→ Task details:
How many lines in the rows below contain the word "could", counting only case-sensitive matches? Reply with the number alone.

Point annotation rows
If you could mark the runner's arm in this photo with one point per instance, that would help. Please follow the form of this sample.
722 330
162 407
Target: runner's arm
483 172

--

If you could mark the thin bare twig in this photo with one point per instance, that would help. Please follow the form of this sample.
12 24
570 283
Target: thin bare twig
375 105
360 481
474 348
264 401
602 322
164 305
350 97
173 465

→ Solution:
2